Orig. (Traité 19) Toutes les fois que l'Évangéliste mentionne cette circonstance: «Jésus parla de la sorte en tel lieu», si vous voulez y faire attention, vous découvrirez que ce n'est pas sans raison qu'il s'exprime ainsi. Le Trésor était l'endroit où se conservait l'argent destiné au service du temple et à la subsistance des pauvres; les pièces de monnaie sont les paroles divines qui sont marquées à l'effigie du grand roi. Or, chacun doit concourir à l'édification de l'Eglise, en déposant dans le trésor spirituel tout ce qui peut contribuer à l'honneur de Dieu, au bien général; et puisque tous les Juifs déposaient leurs offrandes volontaires dans le trésor, il était juste aussi que Jésus mît son offrande dans le trésor, c'est-à-dire les paroles de la vie éternelle. Personne n'osa se saisir de la personne du Sauveur, tandis qu'il parlait dans le temple, parce que ses discours étaient plus forts que ceux qui voulaient s'emparer de lui, car il n'y a aucune faiblesse dans ceux qui sont les instruments et les organes du Verbe de Dieu.
Bède. Ou bien encore, Jésus parle dans le parvis du Trésor, parce qu'il parlait aux Juifs en paraboles, et il commença à ouvrir le trésor, lorsqu'il découvrit à ses disciples les mystères des cieux. Or, le trésor était une dépendance du temple, parce que toutes les prophéties figuratives de la loi et des prophètes avaient le Sauveur pour objet.

**DONNÉES PRÉSENTÉES:**
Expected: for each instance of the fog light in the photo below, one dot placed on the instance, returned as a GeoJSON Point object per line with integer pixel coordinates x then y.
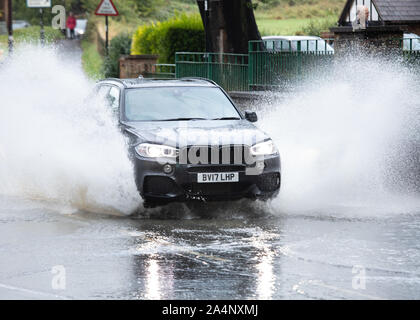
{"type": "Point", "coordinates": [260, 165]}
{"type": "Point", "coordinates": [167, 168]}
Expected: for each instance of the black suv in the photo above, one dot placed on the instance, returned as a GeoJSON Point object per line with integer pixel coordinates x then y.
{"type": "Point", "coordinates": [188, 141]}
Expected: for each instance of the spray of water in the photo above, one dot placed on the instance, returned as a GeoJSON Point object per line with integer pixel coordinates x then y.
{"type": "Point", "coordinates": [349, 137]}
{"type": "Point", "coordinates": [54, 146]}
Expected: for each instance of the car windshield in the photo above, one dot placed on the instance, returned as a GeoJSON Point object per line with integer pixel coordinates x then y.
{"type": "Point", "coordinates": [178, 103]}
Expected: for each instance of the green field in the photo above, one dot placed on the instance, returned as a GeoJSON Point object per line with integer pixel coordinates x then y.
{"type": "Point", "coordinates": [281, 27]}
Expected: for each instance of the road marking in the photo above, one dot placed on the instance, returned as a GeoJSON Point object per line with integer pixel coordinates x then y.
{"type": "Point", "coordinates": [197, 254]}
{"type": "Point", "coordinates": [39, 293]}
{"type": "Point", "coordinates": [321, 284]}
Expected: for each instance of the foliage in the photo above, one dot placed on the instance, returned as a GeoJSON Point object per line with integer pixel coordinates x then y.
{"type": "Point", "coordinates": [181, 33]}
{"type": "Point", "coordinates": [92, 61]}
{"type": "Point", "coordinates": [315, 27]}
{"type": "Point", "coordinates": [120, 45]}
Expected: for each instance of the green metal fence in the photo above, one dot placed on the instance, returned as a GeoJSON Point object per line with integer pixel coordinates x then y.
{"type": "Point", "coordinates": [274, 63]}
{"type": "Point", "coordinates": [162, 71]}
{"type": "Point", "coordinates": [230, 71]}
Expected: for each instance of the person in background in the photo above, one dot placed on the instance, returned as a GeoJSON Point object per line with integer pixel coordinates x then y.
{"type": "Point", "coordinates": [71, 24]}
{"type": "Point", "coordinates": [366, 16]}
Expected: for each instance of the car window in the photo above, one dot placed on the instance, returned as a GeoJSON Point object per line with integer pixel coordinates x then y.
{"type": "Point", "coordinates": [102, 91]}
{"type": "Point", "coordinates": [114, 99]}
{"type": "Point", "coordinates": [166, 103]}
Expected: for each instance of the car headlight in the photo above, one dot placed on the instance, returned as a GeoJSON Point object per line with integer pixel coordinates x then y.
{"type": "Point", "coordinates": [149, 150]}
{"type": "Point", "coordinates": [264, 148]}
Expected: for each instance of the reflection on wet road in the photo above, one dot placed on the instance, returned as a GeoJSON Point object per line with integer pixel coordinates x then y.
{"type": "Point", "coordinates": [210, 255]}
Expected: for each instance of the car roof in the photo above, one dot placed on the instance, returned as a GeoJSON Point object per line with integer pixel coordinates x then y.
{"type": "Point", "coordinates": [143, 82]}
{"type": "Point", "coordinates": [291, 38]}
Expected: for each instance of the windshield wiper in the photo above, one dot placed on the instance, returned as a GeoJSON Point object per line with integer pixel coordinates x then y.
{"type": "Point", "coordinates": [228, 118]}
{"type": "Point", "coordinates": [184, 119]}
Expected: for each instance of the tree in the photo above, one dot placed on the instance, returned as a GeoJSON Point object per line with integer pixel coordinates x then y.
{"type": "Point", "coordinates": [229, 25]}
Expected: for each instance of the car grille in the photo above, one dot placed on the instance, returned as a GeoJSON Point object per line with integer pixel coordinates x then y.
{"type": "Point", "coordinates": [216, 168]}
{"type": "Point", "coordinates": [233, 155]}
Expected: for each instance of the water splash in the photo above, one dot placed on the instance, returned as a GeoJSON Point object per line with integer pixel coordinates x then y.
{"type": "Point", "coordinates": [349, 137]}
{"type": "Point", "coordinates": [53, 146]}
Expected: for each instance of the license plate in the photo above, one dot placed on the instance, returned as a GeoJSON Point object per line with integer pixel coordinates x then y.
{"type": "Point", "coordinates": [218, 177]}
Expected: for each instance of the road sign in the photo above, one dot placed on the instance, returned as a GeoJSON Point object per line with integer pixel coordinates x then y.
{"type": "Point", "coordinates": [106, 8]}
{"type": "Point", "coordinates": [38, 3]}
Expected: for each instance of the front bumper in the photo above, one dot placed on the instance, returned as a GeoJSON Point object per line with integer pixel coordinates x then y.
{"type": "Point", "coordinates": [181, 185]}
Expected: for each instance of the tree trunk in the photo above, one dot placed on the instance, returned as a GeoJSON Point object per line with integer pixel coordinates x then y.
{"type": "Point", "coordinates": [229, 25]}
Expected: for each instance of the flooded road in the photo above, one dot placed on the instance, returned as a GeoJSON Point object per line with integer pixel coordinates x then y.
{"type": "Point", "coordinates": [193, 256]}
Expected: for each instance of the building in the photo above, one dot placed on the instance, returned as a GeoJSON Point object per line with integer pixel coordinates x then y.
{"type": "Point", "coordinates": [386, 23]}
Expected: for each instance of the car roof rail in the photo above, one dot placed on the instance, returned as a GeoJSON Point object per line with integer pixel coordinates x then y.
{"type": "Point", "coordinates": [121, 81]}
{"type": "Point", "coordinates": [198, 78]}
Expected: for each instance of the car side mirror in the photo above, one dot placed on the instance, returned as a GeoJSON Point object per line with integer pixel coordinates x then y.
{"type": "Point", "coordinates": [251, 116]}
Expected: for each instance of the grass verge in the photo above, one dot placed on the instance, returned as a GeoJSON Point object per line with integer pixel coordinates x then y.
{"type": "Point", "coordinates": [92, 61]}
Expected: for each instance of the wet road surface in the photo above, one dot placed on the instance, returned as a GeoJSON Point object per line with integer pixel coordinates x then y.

**ÉNONCÉ:** Recopiez le passage du commentaire sur le Trésor du temple compris entre « Bède. Ou bien » et « Sauveur pour objet. », bornes incluses, en substituant « apôtres » à « disciples ». La liste n'a aucun rôle dans cet exercice.

**RÉPONSE:**
Bède. Ou bien encore, Jésus parle dans le parvis du Trésor, parce qu'il parlait aux Juifs en paraboles, et il commença à ouvrir le trésor, lorsqu'il découvrit à ses apôtres les mystères des cieux. Or, le trésor était une dépendance du temple, parce que toutes les prophéties figuratives de la loi et des prophètes avaient le Sauveur pour objet.